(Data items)
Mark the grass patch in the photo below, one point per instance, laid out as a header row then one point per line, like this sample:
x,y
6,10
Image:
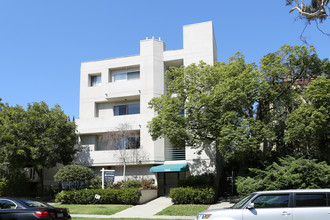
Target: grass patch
x,y
94,209
183,210
117,219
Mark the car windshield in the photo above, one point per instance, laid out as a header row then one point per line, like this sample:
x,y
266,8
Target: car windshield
x,y
241,203
35,203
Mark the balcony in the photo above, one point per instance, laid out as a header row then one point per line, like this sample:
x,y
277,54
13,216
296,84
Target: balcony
x,y
125,90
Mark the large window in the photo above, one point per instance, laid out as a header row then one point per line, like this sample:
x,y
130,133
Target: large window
x,y
119,140
126,76
126,109
95,80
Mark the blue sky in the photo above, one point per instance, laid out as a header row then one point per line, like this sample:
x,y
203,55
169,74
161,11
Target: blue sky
x,y
43,42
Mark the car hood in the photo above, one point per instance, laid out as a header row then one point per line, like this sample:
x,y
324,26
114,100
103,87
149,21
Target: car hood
x,y
226,212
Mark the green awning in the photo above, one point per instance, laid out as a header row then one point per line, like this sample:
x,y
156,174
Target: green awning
x,y
169,168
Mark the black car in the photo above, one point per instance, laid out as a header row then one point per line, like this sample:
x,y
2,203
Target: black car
x,y
26,209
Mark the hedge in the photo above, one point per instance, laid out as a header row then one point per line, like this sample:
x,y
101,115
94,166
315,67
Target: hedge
x,y
189,195
107,196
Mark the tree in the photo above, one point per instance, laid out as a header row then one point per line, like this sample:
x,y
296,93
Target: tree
x,y
37,137
316,10
288,173
235,106
308,126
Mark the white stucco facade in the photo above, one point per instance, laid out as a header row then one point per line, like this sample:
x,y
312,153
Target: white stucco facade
x,y
112,90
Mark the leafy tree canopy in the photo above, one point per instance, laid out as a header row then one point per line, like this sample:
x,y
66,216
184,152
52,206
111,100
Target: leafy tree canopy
x,y
314,10
37,137
240,108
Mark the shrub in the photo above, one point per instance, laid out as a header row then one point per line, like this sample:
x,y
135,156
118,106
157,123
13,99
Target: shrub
x,y
148,184
289,173
205,180
132,184
189,195
107,196
74,173
95,183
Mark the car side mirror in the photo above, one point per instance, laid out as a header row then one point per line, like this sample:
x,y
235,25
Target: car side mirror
x,y
250,206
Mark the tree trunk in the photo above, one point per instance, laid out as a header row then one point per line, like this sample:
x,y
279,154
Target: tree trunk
x,y
218,176
124,170
41,179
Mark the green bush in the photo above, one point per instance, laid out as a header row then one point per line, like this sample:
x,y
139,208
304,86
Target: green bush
x,y
205,180
132,184
190,195
289,173
107,196
74,173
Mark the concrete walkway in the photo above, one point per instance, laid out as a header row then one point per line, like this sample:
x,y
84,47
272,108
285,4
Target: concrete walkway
x,y
149,210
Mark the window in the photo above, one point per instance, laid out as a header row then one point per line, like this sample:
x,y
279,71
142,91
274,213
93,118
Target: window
x,y
126,109
272,201
126,76
119,140
311,200
130,142
95,80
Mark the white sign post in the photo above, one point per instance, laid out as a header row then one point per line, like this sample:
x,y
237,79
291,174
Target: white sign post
x,y
108,176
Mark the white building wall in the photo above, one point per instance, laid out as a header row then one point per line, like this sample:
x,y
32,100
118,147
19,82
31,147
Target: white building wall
x,y
97,102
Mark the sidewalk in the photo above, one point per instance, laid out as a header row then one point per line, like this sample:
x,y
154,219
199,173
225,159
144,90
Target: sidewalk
x,y
149,210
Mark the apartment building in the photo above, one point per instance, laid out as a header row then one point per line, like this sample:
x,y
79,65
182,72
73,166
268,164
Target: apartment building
x,y
113,116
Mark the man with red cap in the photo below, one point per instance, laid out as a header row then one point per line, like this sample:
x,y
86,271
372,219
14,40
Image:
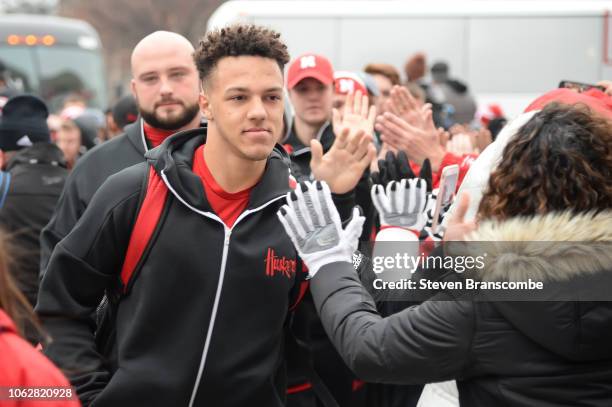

> Exercise details:
With the images omitted, retype the records above exactly.

> Final answer:
Mark the grass patch in the photo below, one point per instance, laid out as a header row then one point per line, like this sample:
x,y
6,10
Image:
Target: grass patch
x,y
94,209
183,210
117,219
Mark the car windshield in the photo above, one point per instance, laid out as a header row then one point per line, like this sample:
x,y
266,8
Target: car windshield
x,y
241,203
35,203
Mark the balcony in the photo above, one point per instance, laid out as a header row then one point per line, like this sample:
x,y
277,54
13,216
296,84
Target: balcony
x,y
125,90
Mark the large window in the photo above, one point per instance, laid out as a header row then one point per line, like this sample:
x,y
130,133
Target: large window
x,y
119,140
126,76
126,109
95,80
Mark the blue sky in the photo above, one point per instance, laid out as a header row then one point per line, like this sample:
x,y
203,55
169,74
161,11
Target: blue sky
x,y
43,42
Mark the car hood in the photo above, one point per instance, laid out as a header row then one point per line, like this sample:
x,y
324,26
114,100
103,87
149,21
Target: car hood
x,y
226,212
Mark the green awning in the photo above, one point per instance, laid out as a header row then one point per line, like this sample:
x,y
156,174
Target: green awning
x,y
169,168
Mark the black car in the photo above, one point per instance, laid out as a header row then one point per line, like this sample:
x,y
2,203
Target: black car
x,y
26,209
Mark the hedge in the photo above, one point per instance, laid out as a header row then one point per line, like this sample:
x,y
101,115
94,166
315,67
Target: hedge
x,y
189,195
107,196
Mark the tree in the photo above, one point per instance, laid out as a header row then one point per line, like this sample:
x,y
296,93
Target: tree
x,y
37,137
316,10
288,173
235,106
308,126
Mark the white stucco facade in the photo above, one point per instance, laid out as a header row then one point per line, like this sample:
x,y
312,153
Target: white stucco facade
x,y
112,90
Mark the leafy tree canopy in the photo above, one point per instance, laid out as a header row then one point per line, like this sample:
x,y
66,216
184,152
52,206
111,100
Target: leafy tree canopy
x,y
314,10
37,137
240,108
Mark the shrub in the photo above, one point per instance, laid out as a header row then one point per line, like this sample:
x,y
135,156
118,106
157,123
13,99
Target: shrub
x,y
148,184
289,173
205,180
132,184
189,195
107,196
74,173
95,183
Mark the car side mirror in the photo above, one point per instance, laid out as a header row then one point per line, like this sample:
x,y
235,25
Target: car side mirror
x,y
250,206
Mark the tree trunk in the photo above, one point per instance, laid out as a header row then one point per line, like this sample:
x,y
279,154
Target: tree trunk
x,y
218,176
124,170
41,179
Mark the green bush in the photo above, one point per instance, laid out as a header row then one point per line, like this sample:
x,y
139,208
304,86
Target: green bush
x,y
205,180
132,184
190,195
289,173
107,196
74,173
Mark the concrete walkway in the photo above, one point per instance, laid out as a header row then one point per line, like this sample:
x,y
84,47
272,108
285,4
Target: concrete walkway
x,y
149,210
Mark the window in the photo above, one point per instance, laid out as a header row then one point per line, like this sample:
x,y
279,71
142,91
274,213
93,118
Target: window
x,y
126,109
272,201
126,76
119,140
311,200
130,142
95,80
Mark the white sign post in the photo above, one point per instance, laid out as a header row then one point per line, like this sample:
x,y
237,79
291,174
Target: white sign post
x,y
108,176
Mark the white building wall in the photo above, one point per instance, laid out as a header row then one point per line, like this sample:
x,y
32,100
118,147
19,82
31,147
Target: white building wall
x,y
97,102
Mark the sidewalk in the photo above, one point per instance, laid out as a header row then one point per line, like this sample:
x,y
154,219
199,173
225,159
144,90
Target: sidewalk
x,y
149,210
Mark the apartment building in the photo above, one point per instance, laid out as a header row then one point per line, like this sample:
x,y
79,65
182,72
73,166
268,164
Target: apartment building
x,y
113,116
Mark the man with red cap in the photo below, one point per instance, laid out as a header row then one point per line, like this sample:
x,y
86,271
372,219
14,40
Image:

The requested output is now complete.